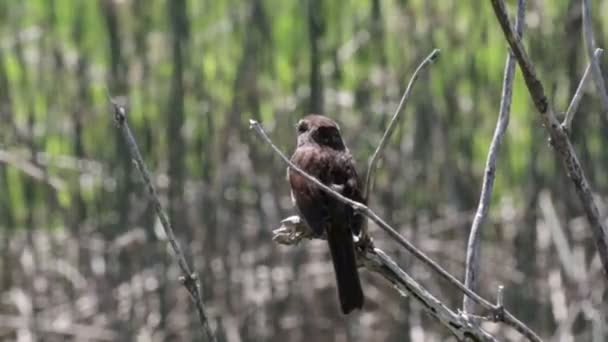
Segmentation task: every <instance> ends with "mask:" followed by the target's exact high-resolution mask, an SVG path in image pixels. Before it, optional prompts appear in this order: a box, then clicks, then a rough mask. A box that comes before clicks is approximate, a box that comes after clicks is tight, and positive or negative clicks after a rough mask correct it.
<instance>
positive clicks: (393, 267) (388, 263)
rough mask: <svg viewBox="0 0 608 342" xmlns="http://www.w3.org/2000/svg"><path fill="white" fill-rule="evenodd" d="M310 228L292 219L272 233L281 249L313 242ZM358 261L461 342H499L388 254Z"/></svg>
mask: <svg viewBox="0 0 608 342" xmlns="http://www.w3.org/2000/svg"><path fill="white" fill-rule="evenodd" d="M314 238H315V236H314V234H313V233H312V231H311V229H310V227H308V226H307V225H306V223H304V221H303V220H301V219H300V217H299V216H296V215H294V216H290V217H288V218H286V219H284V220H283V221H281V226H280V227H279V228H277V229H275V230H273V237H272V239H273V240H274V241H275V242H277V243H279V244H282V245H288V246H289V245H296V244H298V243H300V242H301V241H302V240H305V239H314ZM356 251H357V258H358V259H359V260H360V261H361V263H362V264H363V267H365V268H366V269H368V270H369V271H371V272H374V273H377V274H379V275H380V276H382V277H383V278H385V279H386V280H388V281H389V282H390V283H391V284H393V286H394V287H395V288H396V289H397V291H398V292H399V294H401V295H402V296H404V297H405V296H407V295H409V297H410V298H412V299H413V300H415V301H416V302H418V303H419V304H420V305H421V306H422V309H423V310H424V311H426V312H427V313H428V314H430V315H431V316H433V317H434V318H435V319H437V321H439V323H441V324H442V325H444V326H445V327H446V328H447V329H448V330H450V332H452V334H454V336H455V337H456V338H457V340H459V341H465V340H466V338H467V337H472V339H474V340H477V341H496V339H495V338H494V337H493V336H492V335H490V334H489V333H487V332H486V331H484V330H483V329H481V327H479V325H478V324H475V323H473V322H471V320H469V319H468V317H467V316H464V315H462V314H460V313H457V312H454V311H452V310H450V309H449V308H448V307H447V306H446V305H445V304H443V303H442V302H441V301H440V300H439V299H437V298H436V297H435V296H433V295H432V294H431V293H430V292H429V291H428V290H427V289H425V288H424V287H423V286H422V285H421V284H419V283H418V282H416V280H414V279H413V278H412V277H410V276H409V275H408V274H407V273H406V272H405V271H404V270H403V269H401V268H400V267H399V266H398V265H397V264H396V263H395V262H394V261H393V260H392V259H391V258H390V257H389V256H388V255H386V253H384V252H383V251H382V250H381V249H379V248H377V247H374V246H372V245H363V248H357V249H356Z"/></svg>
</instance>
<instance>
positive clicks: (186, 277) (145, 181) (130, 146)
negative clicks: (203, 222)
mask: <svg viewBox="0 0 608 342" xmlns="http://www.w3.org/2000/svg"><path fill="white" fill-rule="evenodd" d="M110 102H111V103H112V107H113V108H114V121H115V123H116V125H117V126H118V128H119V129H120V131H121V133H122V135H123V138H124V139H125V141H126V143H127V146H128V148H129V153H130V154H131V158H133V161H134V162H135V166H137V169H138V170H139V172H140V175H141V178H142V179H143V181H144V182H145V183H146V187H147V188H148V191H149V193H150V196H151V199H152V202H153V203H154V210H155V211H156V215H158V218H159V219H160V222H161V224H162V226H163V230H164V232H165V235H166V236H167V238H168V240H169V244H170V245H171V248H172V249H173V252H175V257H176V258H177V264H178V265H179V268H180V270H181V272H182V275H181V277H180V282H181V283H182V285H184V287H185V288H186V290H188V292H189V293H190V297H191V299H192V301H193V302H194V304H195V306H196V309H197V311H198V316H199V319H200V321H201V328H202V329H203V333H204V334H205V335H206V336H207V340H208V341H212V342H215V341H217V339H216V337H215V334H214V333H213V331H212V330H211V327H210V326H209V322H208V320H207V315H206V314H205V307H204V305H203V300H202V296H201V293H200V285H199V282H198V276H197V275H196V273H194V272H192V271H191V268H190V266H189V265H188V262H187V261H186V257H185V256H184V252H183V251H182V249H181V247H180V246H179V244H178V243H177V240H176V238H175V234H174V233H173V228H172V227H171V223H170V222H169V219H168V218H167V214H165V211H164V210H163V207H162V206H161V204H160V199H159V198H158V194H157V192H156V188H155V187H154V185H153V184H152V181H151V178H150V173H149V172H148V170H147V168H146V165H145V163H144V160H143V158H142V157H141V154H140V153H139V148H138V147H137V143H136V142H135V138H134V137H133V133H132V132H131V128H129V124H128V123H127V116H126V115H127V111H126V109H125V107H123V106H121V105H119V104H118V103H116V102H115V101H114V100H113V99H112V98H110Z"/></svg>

> _What is required_
Copy the lines verbatim from the beginning of the lines down to and including the line that contains "rough mask: <svg", and leave the pictures out.

> _Final answer_
Segmentation task: every <instance> ends with "mask:" followed by the target's exact high-resolution mask, an SVG path in image pixels. Before it, optional prompts appear in this order: a box, then clicks, then a rough mask. A box that comes before clicks is approximate, a box that comes after clicks is tight, and positive or negative clicks after a rough mask correct it.
<instance>
positive clicks: (393, 267) (388, 263)
rough mask: <svg viewBox="0 0 608 342" xmlns="http://www.w3.org/2000/svg"><path fill="white" fill-rule="evenodd" d="M310 228L292 219L272 233L281 249L313 242ZM358 261L461 342H499L388 254Z"/></svg>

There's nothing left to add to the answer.